Start Extracted material

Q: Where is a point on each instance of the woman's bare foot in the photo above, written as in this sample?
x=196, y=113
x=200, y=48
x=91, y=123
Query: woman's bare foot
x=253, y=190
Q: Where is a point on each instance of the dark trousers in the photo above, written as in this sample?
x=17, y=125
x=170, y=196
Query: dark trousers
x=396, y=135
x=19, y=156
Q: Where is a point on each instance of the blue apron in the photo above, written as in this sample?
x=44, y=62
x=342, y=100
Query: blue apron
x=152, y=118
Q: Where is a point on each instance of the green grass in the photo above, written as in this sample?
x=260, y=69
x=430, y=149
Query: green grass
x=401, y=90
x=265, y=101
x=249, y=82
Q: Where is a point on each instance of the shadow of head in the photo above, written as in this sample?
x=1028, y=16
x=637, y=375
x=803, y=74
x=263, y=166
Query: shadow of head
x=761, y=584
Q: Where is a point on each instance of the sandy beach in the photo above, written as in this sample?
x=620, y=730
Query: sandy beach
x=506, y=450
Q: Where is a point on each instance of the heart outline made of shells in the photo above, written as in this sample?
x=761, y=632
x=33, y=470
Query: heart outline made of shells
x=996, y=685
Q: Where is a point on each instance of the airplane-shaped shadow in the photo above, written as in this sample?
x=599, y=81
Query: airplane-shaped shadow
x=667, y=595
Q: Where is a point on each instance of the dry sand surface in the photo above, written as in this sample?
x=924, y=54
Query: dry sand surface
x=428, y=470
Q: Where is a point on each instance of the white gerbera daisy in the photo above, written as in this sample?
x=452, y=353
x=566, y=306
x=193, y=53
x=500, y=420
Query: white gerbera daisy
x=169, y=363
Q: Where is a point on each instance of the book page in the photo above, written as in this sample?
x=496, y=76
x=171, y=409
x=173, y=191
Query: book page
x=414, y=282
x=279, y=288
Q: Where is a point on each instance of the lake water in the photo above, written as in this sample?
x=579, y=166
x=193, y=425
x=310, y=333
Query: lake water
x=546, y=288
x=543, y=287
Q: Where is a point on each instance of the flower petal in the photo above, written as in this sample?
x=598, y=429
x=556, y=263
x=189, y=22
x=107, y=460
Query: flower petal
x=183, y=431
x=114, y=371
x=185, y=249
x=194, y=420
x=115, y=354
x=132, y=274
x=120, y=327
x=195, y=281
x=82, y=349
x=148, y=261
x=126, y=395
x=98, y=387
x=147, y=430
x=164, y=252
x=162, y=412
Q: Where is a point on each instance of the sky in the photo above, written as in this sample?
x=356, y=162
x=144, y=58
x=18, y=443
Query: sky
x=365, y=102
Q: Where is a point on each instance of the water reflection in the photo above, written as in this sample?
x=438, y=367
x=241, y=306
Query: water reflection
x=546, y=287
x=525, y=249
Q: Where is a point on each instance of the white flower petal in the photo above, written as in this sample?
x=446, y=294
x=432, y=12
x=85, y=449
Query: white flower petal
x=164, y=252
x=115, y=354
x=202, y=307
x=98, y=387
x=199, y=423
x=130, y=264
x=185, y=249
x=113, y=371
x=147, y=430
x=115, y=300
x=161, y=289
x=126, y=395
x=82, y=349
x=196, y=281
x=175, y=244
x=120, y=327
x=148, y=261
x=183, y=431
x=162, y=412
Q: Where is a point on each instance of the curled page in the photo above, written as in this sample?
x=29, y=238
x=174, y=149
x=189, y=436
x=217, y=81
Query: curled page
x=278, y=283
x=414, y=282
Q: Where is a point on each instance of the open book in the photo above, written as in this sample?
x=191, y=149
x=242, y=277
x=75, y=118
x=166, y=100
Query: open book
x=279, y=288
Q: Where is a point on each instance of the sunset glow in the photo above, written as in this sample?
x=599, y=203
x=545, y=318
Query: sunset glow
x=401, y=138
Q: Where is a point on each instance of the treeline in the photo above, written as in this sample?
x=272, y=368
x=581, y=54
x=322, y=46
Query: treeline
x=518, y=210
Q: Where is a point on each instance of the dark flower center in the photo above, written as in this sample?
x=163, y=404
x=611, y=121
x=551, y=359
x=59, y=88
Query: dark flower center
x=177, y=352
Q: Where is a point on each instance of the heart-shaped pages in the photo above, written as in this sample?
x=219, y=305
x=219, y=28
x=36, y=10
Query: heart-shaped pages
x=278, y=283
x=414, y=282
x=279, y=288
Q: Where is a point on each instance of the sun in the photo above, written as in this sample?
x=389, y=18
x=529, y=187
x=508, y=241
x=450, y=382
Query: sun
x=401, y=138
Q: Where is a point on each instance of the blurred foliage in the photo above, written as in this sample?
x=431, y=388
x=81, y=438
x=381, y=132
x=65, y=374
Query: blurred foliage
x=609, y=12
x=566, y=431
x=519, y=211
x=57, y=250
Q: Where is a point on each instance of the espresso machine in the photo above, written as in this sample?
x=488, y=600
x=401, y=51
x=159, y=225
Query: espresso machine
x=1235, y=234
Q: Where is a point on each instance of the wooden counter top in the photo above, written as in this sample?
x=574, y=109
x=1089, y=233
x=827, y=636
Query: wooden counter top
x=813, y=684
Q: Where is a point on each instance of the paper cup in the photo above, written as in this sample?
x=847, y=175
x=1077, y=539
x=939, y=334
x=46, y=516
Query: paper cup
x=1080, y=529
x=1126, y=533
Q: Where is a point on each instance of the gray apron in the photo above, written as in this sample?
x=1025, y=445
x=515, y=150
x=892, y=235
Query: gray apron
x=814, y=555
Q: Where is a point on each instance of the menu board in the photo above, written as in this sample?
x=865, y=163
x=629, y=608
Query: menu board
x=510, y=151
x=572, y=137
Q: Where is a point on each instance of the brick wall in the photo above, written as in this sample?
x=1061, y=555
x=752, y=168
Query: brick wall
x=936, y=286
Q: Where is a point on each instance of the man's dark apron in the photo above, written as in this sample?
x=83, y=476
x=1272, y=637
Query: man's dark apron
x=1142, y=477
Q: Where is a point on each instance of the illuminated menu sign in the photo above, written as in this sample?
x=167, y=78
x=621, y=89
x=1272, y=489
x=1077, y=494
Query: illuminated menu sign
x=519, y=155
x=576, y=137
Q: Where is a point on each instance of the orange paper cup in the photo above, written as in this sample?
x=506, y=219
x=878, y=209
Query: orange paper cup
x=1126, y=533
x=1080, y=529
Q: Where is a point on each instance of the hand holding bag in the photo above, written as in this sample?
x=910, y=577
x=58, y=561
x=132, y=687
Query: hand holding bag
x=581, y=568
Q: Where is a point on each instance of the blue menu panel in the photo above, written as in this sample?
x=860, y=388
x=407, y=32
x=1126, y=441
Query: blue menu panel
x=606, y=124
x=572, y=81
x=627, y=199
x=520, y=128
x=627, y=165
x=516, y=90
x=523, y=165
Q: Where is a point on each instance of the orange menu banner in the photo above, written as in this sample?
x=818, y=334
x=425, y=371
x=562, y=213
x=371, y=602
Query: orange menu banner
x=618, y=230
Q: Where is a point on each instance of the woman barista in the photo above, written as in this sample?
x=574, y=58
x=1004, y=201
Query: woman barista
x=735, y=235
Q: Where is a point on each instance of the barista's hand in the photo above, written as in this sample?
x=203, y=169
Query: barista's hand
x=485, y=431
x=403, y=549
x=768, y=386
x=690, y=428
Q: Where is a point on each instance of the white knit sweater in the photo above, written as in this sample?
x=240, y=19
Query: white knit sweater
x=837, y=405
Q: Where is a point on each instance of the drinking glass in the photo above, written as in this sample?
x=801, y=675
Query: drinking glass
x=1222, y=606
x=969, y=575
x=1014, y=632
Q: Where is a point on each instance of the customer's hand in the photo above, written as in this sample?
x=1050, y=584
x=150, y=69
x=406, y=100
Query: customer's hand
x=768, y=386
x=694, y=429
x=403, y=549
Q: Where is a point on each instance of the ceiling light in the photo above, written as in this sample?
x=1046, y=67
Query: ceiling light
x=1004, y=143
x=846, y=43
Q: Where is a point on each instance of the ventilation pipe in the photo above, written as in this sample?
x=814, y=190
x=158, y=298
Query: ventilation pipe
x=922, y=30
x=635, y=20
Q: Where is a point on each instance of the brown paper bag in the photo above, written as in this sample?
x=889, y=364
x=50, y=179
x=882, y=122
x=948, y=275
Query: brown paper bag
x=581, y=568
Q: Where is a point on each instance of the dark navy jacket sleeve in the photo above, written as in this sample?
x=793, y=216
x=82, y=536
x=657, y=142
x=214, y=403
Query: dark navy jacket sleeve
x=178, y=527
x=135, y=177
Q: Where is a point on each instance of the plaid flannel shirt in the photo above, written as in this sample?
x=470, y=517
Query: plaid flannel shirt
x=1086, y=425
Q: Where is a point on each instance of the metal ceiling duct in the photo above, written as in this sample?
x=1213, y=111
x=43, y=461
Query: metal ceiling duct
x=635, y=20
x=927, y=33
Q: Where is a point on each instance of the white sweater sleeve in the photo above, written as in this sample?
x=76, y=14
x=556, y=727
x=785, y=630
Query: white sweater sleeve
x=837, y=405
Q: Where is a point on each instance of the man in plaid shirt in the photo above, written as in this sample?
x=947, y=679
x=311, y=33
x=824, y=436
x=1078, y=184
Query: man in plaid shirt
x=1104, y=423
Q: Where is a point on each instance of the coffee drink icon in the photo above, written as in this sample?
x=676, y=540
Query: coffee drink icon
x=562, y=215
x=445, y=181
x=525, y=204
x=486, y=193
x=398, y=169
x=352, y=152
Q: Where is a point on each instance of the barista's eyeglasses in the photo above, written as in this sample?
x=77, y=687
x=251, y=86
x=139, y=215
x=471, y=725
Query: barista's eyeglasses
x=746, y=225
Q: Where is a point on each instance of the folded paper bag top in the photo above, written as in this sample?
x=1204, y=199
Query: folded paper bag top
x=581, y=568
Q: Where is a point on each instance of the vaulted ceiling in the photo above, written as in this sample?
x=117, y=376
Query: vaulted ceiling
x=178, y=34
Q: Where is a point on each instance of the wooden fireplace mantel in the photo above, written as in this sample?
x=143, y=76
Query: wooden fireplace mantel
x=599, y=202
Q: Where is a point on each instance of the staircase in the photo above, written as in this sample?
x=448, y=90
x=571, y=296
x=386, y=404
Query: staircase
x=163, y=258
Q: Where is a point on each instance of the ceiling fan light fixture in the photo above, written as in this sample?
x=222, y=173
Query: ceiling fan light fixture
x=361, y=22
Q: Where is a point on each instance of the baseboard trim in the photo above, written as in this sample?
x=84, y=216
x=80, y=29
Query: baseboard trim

End Extracted material

» Instruction
Write out only what runs from the line holding "Q: Where is a point on each instance of the staircase" through the last line of the records, exactly as shown.

» Solved problem
Q: Where is a point on each instance of the staircase in the photo above, written as in this sample?
x=448, y=90
x=571, y=296
x=386, y=404
Query: staircase
x=163, y=258
Q: Where is a point on each instance of the ceiling fan light fixture in the photo above, written as in this sample?
x=222, y=173
Query: ceiling fan light fixture
x=361, y=22
Q: Where is a point on each instance of the baseboard trim in the photo above, written as in this sample?
x=84, y=216
x=80, y=29
Query: baseboard trim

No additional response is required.